> **ASSIGNED TASK**
Each line below should be written out again exactly.

> **EXERCISE DATA**
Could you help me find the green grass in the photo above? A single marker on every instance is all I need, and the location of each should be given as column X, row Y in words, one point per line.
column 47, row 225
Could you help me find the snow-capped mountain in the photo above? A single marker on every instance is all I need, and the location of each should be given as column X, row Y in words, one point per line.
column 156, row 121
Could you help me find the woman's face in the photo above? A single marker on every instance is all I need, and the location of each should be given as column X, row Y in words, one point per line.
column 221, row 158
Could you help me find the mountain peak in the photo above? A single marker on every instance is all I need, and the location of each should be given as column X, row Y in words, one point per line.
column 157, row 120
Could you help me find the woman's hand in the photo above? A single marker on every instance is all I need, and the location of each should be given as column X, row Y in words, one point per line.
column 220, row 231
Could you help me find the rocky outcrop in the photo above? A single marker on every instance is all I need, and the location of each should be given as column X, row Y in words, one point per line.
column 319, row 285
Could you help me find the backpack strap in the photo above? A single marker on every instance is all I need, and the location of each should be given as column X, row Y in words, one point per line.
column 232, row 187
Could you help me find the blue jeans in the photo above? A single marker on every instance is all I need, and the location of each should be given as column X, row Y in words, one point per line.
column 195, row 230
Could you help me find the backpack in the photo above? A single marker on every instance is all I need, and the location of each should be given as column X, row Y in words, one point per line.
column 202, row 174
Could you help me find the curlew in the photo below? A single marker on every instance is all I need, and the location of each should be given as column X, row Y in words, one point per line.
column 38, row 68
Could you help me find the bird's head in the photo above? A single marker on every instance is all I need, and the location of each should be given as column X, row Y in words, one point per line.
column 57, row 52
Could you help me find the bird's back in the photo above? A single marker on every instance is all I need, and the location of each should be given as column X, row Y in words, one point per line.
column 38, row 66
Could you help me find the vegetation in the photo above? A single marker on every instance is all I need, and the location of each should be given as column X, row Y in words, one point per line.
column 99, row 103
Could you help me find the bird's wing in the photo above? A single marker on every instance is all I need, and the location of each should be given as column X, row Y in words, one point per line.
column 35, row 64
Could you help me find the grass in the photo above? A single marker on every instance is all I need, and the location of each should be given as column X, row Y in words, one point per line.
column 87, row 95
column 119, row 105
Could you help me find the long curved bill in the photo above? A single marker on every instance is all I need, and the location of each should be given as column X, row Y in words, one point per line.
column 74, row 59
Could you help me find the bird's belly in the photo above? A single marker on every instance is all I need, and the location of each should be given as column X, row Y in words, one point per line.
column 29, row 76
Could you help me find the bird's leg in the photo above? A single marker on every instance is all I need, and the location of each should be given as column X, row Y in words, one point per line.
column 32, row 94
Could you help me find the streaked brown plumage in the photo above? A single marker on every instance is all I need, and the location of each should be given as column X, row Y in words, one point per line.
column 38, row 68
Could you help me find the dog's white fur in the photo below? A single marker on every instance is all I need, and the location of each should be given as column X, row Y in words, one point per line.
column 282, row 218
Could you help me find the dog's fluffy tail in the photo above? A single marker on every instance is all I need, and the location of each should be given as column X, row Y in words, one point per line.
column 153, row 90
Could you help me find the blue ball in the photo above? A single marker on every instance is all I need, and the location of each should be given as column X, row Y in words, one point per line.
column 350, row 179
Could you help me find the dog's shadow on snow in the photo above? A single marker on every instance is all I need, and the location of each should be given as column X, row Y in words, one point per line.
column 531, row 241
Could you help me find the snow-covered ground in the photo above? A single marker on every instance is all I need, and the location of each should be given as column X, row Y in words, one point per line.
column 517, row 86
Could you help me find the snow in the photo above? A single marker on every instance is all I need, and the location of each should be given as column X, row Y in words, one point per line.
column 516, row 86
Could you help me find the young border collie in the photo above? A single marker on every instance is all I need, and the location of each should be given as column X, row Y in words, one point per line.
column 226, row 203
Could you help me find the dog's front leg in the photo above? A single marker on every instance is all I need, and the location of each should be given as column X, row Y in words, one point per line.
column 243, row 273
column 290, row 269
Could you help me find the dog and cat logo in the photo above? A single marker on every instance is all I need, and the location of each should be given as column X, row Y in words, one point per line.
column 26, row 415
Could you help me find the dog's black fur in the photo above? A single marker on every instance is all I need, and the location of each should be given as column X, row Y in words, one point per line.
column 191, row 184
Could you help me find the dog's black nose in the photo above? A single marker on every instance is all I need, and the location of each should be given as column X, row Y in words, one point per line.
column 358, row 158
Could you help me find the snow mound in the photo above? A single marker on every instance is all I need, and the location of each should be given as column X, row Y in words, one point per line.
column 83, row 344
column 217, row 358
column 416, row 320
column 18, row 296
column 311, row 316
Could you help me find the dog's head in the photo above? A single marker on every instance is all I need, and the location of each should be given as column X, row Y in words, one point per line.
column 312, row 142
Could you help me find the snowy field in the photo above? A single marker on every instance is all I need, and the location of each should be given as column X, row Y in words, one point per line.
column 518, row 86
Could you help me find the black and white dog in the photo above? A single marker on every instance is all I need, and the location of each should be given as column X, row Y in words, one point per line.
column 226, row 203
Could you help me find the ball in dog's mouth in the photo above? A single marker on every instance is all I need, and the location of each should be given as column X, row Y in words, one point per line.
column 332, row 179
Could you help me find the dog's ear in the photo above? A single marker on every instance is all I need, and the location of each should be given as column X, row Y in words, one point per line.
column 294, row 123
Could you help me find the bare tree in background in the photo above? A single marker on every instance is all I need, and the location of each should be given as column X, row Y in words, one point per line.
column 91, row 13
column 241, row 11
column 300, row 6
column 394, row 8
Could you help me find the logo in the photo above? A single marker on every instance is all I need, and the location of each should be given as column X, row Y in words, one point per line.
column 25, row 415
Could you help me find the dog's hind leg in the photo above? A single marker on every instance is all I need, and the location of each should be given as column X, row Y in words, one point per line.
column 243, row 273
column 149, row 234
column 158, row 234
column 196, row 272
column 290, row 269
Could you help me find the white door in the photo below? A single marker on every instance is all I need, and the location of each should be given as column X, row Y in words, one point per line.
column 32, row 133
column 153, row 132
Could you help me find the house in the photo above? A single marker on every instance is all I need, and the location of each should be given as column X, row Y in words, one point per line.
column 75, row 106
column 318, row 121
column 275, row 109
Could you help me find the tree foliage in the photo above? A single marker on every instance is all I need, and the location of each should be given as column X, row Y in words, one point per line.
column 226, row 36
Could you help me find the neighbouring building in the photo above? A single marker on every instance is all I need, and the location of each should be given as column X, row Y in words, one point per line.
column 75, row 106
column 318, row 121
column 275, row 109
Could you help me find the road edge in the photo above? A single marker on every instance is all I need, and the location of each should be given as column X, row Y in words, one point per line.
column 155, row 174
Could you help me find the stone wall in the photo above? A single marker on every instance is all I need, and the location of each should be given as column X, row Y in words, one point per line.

> **EXERCISE ANSWER**
Could you help me find the green grass in the photo above? A single marker on every instance is all I need, and the location of each should be given as column X, row Y in words, one point per line.
column 47, row 225
Could you help me find the snow-capped mountain in the photo above? A single marker on every instance is all I need, and the location of each should be given as column X, row Y in words, one point per line.
column 156, row 121
Could you help me find the woman's face in the photo above? A single marker on every instance is all I need, and the location of each should be given as column X, row Y in words, one point per line.
column 221, row 158
Could you help me find the mountain peak in the photo above? A single marker on every instance is all I need, and the location of each should be given as column X, row Y in words, one point per line.
column 157, row 120
Could you help me find the woman's hand in the photo above? A single marker on every instance is all I need, and the location of each should be given as column X, row Y in words, one point per line.
column 220, row 231
Could you help me find the rocky outcrop in the photo above? A single marker on every instance is all I need, and the location of each should be given as column X, row Y in words, one point per line.
column 319, row 285
Could you help me find the backpack strap in the photo above? A single marker on every instance is all I need, and the location of each should be given as column X, row Y in words, one point per line.
column 232, row 187
Could you help me find the blue jeans in the photo above? A single marker on every instance is all I need, and the location of each should be given as column X, row Y in words, one point per line.
column 195, row 230
Could you help me find the backpack in the photo above? A single marker on every instance is all I need, and the location of each should be given as column X, row Y in words, one point per line.
column 202, row 174
Could you help me find the curlew in the photo below? A single marker on every instance is all I need, and the location of each should be given as column X, row Y in words, one point per line.
column 38, row 68
Could you help me find the bird's head in the photo above? A single marker on every instance is all I need, and the location of each should be given as column X, row Y in words, one point per line.
column 57, row 52
Could you help me find the bird's back in the photo above? A single marker on every instance is all I need, and the location of each should be given as column X, row Y in words, one point per line.
column 38, row 66
Could you help me find the vegetation in the photo above? A single marker on every instance is all I need, and the location of each should be given as column X, row Y in words, one point per line.
column 99, row 103
Could you help me find the bird's wing in the photo above? A single marker on every instance is all I need, and the location of each should be given as column X, row Y in words, one point per line.
column 35, row 64
Could you help me find the grass in the photo above? A single marker on every instance is all I need, and the location of each should be given as column X, row Y in words, one point per line.
column 87, row 95
column 119, row 105
Could you help me find the long curved bill in the photo above? A single marker on every instance is all I need, and the location of each should be given as column X, row Y in words, one point per line.
column 74, row 59
Could you help me find the bird's belly in the photo above? A single marker on every instance is all I need, and the location of each should be given as column X, row Y in words, one point per line.
column 29, row 76
Could you help me find the bird's leg in the photo above? A single marker on every instance is all I need, and the location of each should be given as column X, row Y in words, one point per line.
column 32, row 94
Could you help me find the streaked brown plumage in the photo above? A single marker on every instance is all I need, and the location of each should be given as column X, row Y in words, one point per line.
column 38, row 68
Could you help me find the dog's white fur in the photo below? A single marker on every instance is all I need, and the location of each should be given as column X, row Y in words, one point per line.
column 282, row 218
Could you help me find the dog's fluffy tail in the photo above? A single marker on every instance is all I need, and the location of each should be given as column X, row Y in words, one point per line.
column 153, row 90
Could you help me find the blue ball in the photo above? A single marker on every instance is all I need, and the location of each should be given as column X, row Y in words, one point per line.
column 350, row 179
Could you help me find the dog's shadow on snow in the photo above? A single marker on every instance is all I need, and the location of each should be given as column X, row Y in words, one point per line.
column 531, row 241
Could you help me find the snow-covered ground in the photo above? A single marker on every instance is all I need, and the location of each should be given as column X, row Y in words, one point per line.
column 517, row 86
Could you help me find the snow in the photo above? A single marker on every instance is all I need, and the location of each should be given as column X, row Y in words, one point per line.
column 516, row 86
Could you help me find the young border collie in the photo above? A single marker on every instance is all I need, and the location of each should be given as column X, row Y in words, one point per line.
column 226, row 203
Could you help me find the dog's front leg in the photo above? A single marker on every instance is all I need, and the location of each should be given as column X, row Y in words, one point per line.
column 243, row 273
column 290, row 269
Could you help me find the dog and cat logo in the photo above? A single marker on every instance is all I need, and the location of each should be given as column X, row Y in words, one point per line.
column 26, row 415
Could you help me find the dog's black fur in the photo above? A single marker on every instance is all I need, and the location of each should be given as column X, row Y in words, one point per line.
column 191, row 184
Could you help me find the dog's black nose in the photo above? A single marker on every instance is all I need, and the location of each should be given as column X, row Y in words, one point per line.
column 358, row 158
Could you help me find the snow mound in the photo above? A single marker on every instance is all I need, and the location of each should be given as column X, row Y in words, one point per line.
column 83, row 344
column 217, row 358
column 416, row 320
column 18, row 296
column 311, row 316
Could you help me find the dog's head in the photo above? A single marker on every instance is all I need, and the location of each should be given as column X, row Y in words, one point per line.
column 312, row 142
Could you help me find the snowy field in the photo above? A single marker on every instance is all I need, and the location of each should be given as column X, row Y in words, one point per line.
column 518, row 86
Could you help me find the black and white dog in the photo above? A single marker on every instance is all I need, and the location of each should be given as column X, row Y in words, one point per line.
column 226, row 203
Could you help me find the ball in dog's mouth in the photo above? A single marker on every instance is all I need, and the location of each should be given as column X, row Y in words, one point per line.
column 332, row 179
Could you help me find the dog's ear in the photo above? A single marker on every instance is all I need, and the location of each should be given as column X, row Y in words, one point per line.
column 294, row 123
Could you help me find the bare tree in background in the photo above? A single marker on every instance is all I need, and the location of each should be given as column X, row Y in words, one point per line.
column 91, row 13
column 241, row 11
column 300, row 6
column 394, row 8
Could you help me find the logo in the photo above? A single marker on every instance is all I need, and the location of each should be given as column X, row Y in words, one point per line.
column 25, row 415
Could you help me find the dog's hind leg in the photo above? A single marker on every instance is all I need, and the location of each should be given as column X, row Y in words, one point per line.
column 243, row 273
column 149, row 234
column 158, row 234
column 196, row 272
column 290, row 269
Could you help me find the white door in the photo below? A single marker on every instance is all I need, and the location of each should be given as column X, row Y in words, one point per line.
column 32, row 133
column 153, row 132
Could you help me find the house in the photo above? A single marker on every instance is all I need, and the location of each should be given as column X, row Y in words, one point per line.
column 75, row 106
column 318, row 121
column 275, row 109
Could you help me find the tree foliage in the photo above? A single marker on every instance is all I need, and the location of each should be given as column X, row Y in words, one point per line.
column 226, row 36
Could you help me find the neighbouring building in the photo above? A single marker on every instance is all I need, and the location of each should be given as column X, row Y in words, one point per line.
column 75, row 106
column 318, row 121
column 275, row 109
Could you help me find the road edge in the photo above? A single marker on every instance is all I need, and the location of each should be given as column X, row Y in words, one point per line.
column 155, row 174
Could you help me find the stone wall in the photo above? A single marker on every instance is all I need, and the location of each should be given as column X, row Y in words, one point per line.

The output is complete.